── ENTRIES SUPPLIED ──

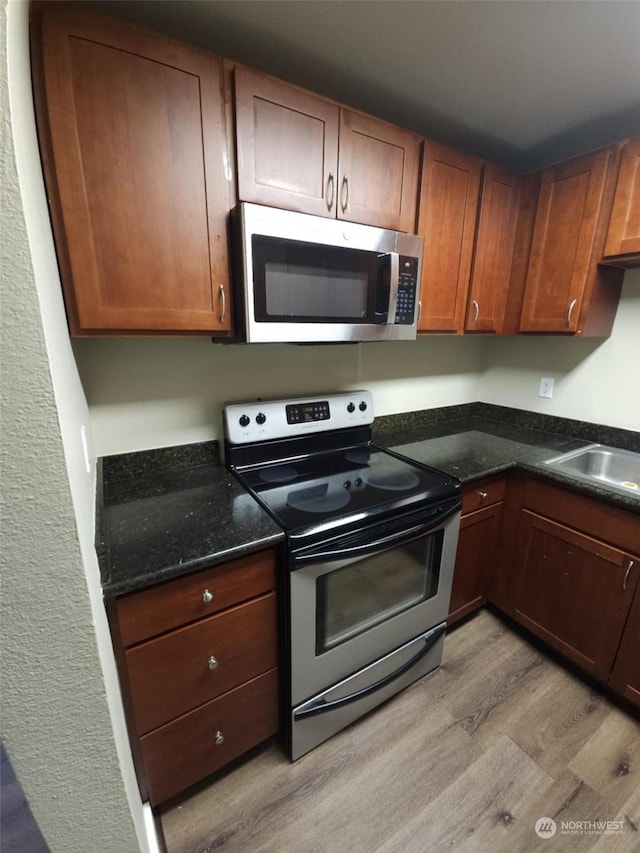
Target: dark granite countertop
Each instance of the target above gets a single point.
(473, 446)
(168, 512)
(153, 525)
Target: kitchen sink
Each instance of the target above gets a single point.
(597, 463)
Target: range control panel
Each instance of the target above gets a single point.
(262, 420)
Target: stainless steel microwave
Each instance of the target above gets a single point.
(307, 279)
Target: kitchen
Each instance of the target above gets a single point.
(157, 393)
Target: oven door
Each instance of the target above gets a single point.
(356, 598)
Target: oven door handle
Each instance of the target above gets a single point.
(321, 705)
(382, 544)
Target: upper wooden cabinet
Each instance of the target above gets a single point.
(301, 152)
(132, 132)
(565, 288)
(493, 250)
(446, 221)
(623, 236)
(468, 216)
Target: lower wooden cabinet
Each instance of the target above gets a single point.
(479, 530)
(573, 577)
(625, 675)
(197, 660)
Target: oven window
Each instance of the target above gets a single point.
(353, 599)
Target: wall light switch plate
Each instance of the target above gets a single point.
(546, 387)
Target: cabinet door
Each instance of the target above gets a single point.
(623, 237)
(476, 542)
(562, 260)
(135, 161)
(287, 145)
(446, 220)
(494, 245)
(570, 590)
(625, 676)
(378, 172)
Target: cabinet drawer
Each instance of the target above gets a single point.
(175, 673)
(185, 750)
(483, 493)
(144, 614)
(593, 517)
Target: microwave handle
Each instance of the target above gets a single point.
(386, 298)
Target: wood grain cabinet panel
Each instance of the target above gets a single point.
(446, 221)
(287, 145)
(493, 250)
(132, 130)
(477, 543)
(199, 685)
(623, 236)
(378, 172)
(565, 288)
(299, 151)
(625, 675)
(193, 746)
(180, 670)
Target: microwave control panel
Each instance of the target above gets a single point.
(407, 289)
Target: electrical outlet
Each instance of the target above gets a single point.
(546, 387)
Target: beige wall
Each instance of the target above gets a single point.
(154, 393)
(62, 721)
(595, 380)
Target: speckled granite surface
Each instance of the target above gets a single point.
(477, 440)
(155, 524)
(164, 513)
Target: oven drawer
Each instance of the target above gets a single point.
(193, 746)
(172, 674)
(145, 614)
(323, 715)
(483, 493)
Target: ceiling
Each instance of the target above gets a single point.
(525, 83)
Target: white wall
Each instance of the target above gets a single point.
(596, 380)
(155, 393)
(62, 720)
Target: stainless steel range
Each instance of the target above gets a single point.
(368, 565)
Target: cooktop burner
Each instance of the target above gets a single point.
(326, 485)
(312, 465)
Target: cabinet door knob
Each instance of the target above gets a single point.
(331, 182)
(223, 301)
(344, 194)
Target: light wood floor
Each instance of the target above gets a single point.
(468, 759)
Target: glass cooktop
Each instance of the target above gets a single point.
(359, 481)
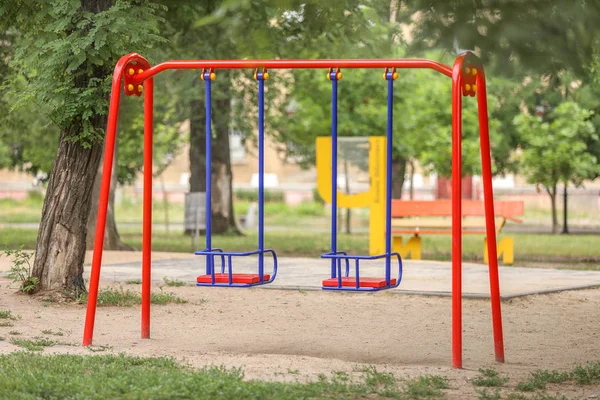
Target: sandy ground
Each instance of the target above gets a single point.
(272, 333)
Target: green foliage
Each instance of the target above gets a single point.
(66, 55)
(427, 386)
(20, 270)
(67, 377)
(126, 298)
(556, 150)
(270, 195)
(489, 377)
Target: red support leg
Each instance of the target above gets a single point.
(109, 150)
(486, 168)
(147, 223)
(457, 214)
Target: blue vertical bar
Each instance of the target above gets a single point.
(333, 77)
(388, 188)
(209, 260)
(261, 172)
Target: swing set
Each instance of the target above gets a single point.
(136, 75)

───

### YOUR GOAL
Reproduce all of the material above verbatim, omitting the pictures.

### SOLUTION
Target: dark granite countertop
Each instance of the target above gets a single point.
(473, 446)
(168, 512)
(153, 525)
Target: kitchen sink
Each instance of the target above gets a single point.
(597, 463)
Target: range control panel
Each instance of the target above gets a single point.
(262, 420)
Target: stainless steel microwave
Each instance of the target above gets a single point.
(307, 279)
Target: kitchen
Each instance of the target above gets a single point.
(157, 393)
Target: oven door
Each instance of the target above gets a single point.
(356, 598)
Target: oven door handle
Each instance of the target above gets a single point.
(321, 705)
(382, 544)
Target: upper wooden cabinet
Each instance of the target above gets a single point.
(301, 152)
(132, 132)
(565, 288)
(493, 250)
(446, 221)
(623, 236)
(468, 216)
Target: lower wooden cabinet
Each instance of the target above gets a single point.
(479, 530)
(573, 577)
(625, 675)
(197, 660)
Target: oven window
Each instance of the target above gets a single point.
(353, 599)
Target: wall light switch plate
Each instance of the target above gets a single point.
(546, 387)
Target: cabinet door
Each instance of the target above gets a single point.
(623, 237)
(476, 542)
(562, 260)
(135, 161)
(287, 145)
(446, 220)
(494, 245)
(570, 590)
(625, 676)
(378, 172)
Target: cabinet drawer
Each instance of the target above gets a single point.
(175, 673)
(185, 750)
(483, 493)
(144, 614)
(593, 517)
Target: microwave handle
Each instance of the target above gets a single point.
(386, 298)
Target: wood grain cabinet panel
Each instance of the target above gets a single point.
(446, 221)
(287, 145)
(493, 250)
(132, 130)
(477, 543)
(199, 685)
(623, 236)
(378, 172)
(565, 288)
(299, 151)
(625, 675)
(193, 746)
(180, 670)
Target: microwave control panel
Each instance of the target above gets a single point.
(407, 289)
Target: electrical outlet
Each instance of the target above gets a single point.
(546, 387)
Target: beige wall
Each instance of the target above gets a single point.
(154, 393)
(62, 721)
(595, 380)
Target: speckled granite surface
Each instance of the target above gets a single point.
(477, 440)
(155, 524)
(164, 513)
Target: oven drawer
Each instance of the target above gets a single point.
(193, 746)
(172, 674)
(145, 614)
(323, 715)
(483, 493)
Target: ceiling
Each instance of the target above gets a single point.
(525, 83)
Target: white wall
Each instance of the target above gets a single point.
(596, 380)
(155, 393)
(62, 720)
Target: stainless steel range
Each instance of the target above gets a single point.
(368, 565)
Target: cooktop burner
Each instance of the target above gets a single point.
(326, 485)
(312, 465)
Target: cabinet door knob
Each instance of the target above gets a single point.
(331, 182)
(223, 301)
(344, 194)
Target: light wood floor
Each instance of the target above gets a single point.
(468, 759)
Target: glass cooktop
Each instance of the target above gets a single point.
(359, 481)
Target: sandy ground
Each instance of the target above gets a single point.
(272, 333)
Target: green foliage
Each instance of the target above gets a single point.
(66, 55)
(427, 386)
(20, 270)
(67, 377)
(126, 298)
(556, 150)
(270, 195)
(489, 377)
Target: red support leg
Each instance of the target above gets a single point.
(109, 150)
(486, 168)
(147, 223)
(457, 214)
Target: blue vertical bar
Each instance of the target above gets a single point.
(333, 77)
(388, 188)
(209, 260)
(261, 172)
Target: swing set
Each instance of the target above gets a single point.
(136, 75)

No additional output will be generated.